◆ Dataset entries
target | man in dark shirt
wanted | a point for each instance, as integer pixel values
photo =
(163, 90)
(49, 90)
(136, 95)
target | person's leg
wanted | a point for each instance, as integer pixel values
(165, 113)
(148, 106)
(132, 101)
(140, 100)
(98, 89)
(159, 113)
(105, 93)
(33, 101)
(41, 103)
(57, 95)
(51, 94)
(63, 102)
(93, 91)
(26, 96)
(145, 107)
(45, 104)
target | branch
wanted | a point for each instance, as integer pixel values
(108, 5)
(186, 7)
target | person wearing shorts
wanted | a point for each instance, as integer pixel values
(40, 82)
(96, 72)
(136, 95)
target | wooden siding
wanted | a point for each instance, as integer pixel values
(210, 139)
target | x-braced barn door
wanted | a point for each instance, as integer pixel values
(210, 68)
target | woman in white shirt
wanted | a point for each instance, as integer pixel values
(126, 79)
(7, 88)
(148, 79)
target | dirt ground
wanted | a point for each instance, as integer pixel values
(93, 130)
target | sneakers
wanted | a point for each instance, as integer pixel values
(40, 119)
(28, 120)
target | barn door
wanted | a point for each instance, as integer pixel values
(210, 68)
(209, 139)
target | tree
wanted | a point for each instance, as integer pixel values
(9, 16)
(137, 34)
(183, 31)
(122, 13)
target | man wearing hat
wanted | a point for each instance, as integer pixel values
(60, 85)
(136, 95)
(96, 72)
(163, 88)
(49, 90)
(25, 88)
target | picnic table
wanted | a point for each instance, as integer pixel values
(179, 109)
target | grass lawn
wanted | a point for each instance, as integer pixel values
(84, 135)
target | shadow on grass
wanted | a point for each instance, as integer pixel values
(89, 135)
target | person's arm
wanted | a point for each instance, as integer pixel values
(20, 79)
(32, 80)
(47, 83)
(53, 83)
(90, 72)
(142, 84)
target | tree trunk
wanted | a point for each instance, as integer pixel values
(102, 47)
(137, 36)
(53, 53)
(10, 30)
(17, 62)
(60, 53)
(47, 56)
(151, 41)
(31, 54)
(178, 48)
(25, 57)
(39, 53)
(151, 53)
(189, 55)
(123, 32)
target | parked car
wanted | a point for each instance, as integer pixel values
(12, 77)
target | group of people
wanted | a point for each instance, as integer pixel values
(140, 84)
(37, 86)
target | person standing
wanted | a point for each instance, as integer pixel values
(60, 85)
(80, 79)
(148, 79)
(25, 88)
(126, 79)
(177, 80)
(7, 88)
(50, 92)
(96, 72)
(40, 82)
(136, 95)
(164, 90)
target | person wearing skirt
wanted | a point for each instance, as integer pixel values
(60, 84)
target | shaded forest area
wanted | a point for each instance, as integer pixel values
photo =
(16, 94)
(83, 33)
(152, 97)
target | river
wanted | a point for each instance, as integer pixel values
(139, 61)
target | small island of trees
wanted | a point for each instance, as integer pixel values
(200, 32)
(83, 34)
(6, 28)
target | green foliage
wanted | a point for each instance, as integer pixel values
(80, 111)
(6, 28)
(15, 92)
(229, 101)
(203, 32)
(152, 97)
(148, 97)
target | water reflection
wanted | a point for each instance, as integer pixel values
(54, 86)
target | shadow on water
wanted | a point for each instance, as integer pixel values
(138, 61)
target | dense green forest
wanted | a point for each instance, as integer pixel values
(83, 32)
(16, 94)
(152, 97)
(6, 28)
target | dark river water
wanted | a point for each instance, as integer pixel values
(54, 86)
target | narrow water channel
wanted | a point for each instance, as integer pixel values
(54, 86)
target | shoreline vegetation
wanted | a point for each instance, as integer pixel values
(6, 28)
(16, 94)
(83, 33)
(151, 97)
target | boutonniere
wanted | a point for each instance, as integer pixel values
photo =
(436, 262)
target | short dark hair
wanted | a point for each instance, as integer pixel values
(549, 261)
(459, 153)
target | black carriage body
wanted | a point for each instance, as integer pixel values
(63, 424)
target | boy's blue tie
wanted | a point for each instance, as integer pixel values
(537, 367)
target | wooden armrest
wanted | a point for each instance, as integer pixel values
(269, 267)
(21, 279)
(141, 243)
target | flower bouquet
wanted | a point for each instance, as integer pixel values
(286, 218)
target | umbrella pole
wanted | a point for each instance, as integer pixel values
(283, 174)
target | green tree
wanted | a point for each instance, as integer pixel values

◆ Task instructions
Please convert the listing above into a numbered list, leaving out any blank lines.

◆ The solution
1. target | man in dark shirt
2. wanted | a point for each instance, as integer pixel values
3. photo =
4. (163, 90)
5. (49, 90)
6. (136, 95)
7. target | person's leg
8. wanted | a point for each instance, as integer pixel values
9. (165, 113)
10. (148, 106)
11. (132, 101)
12. (140, 100)
13. (98, 89)
14. (159, 113)
15. (105, 93)
16. (33, 101)
17. (41, 103)
18. (57, 95)
19. (51, 94)
20. (63, 102)
21. (93, 91)
22. (26, 96)
23. (145, 107)
24. (45, 104)
25. target | branch
26. wanted | a point for each instance, as integer pixel values
27. (108, 5)
28. (186, 7)
29. target | person wearing shorts
30. wanted | a point for each instance, as integer pixel values
31. (40, 82)
32. (96, 72)
33. (136, 95)
34. target | wooden siding
35. wanted | a point for each instance, as integer pixel values
36. (210, 139)
37. target | x-braced barn door
38. wanted | a point for each instance, as integer pixel values
39. (210, 68)
40. target | woman in white shirt
41. wanted | a point for each instance, as integer pixel values
42. (126, 79)
43. (7, 88)
44. (148, 79)
45. target | dirt ground
46. wanted | a point for each instance, as integer pixel values
47. (93, 130)
48. target | sneakers
49. wanted | a point for each instance, as integer pixel values
50. (40, 119)
51. (28, 120)
52. target | barn door
53. wanted | a point for each instance, as integer pixel values
54. (210, 68)
55. (209, 139)
56. target | tree
57. wanted | a point for each instance, as integer pixel values
58. (9, 16)
59. (137, 34)
60. (183, 31)
61. (122, 13)
62. target | man wearing hat
63. wanted | a point for each instance, as integer pixel values
64. (60, 85)
65. (136, 95)
66. (96, 72)
67. (163, 88)
68. (49, 90)
69. (25, 88)
70. target | picnic table
71. wanted | a point for each instance, as integer pixel values
72. (179, 109)
73. target | grass lawn
74. wanted | a point for each instance, as integer pixel values
75. (84, 135)
76. target | shadow on grass
77. wanted | a point for each instance, as integer pixel values
78. (89, 135)
79. target | person's arm
80. wanted | a point for each instance, as integer pixel values
81. (20, 79)
82. (32, 80)
83. (47, 83)
84. (53, 83)
85. (90, 72)
86. (142, 84)
87. target | tree trunk
88. wanted | a point for each instance, as integer pixel values
89. (102, 47)
90. (137, 36)
91. (53, 53)
92. (10, 30)
93. (17, 62)
94. (60, 53)
95. (47, 56)
96. (151, 41)
97. (31, 54)
98. (178, 48)
99. (25, 57)
100. (39, 53)
101. (151, 53)
102. (189, 55)
103. (123, 32)
104. target | parked car
105. wanted | a point for each instance, as integer pixel values
106. (12, 77)
107. target | group of people
108. wanted | a point for each instance, as integer pixel values
109. (140, 84)
110. (37, 86)
111. target | person standing
112. wanted | a point for each instance, as integer pixel values
113. (60, 85)
114. (80, 79)
115. (148, 79)
116. (25, 88)
117. (126, 79)
118. (177, 80)
119. (7, 88)
120. (50, 92)
121. (96, 72)
122. (40, 82)
123. (136, 95)
124. (164, 90)
125. target | person wearing skirt
126. wanted | a point for each instance, as integer pixel values
127. (60, 84)
128. target | shaded forest area
129. wanted | a point for each instance, as integer pixel values
130. photo =
131. (16, 94)
132. (83, 33)
133. (152, 97)
134. target | river
135. wanted | a point for each instance, as integer pixel values
136. (139, 61)
137. target | small island of trees
138. wanted | a point for each instance, as integer pixel values
139. (200, 32)
140. (83, 34)
141. (6, 28)
142. target | green foliage
143. wanted | a point for each instance, as integer pixel values
144. (80, 111)
145. (6, 28)
146. (15, 92)
147. (229, 101)
148. (203, 32)
149. (152, 97)
150. (148, 97)
151. target | water reflection
152. wanted | a point for each instance, as integer pixel values
153. (54, 86)
154. target | shadow on water
155. wanted | a point for each instance, as integer pixel values
156. (138, 61)
157. target | dense green forest
158. wanted | a point for each instance, as integer pixel values
159. (83, 32)
160. (16, 94)
161. (152, 97)
162. (6, 28)
163. target | dark river water
164. wanted | a point for each instance, as integer pixel values
165. (54, 86)
166. target | narrow water channel
167. wanted | a point for each instance, as integer pixel values
168. (54, 86)
169. target | shoreline vegetation
170. wanted | a point for each instance, as integer pixel values
171. (6, 28)
172. (16, 94)
173. (83, 33)
174. (151, 97)
175. target | boutonniere
176. wanted | a point for each instance, as integer pixel values
177. photo =
178. (436, 262)
179. target | short dark hair
180. wanted | a point for each instance, as integer pixel values
181. (549, 261)
182. (459, 153)
183. target | black carriage body
184. wanted | a point for each instance, as integer pixel values
185. (63, 424)
186. target | boy's blue tie
187. wanted | a point for each instance, as integer pixel values
188. (537, 367)
189. target | wooden armrest
190. wanted | a point for each instance, as integer pixel values
191. (269, 267)
192. (21, 279)
193. (141, 243)
194. target | flower bouquet
195. wanted | a point for each instance, as integer pixel values
196. (286, 218)
197. target | umbrella pole
198. wanted | a point for each instance, as integer pixel values
199. (283, 174)
200. target | green tree
201. wanted | a point for each instance, as integer pixel values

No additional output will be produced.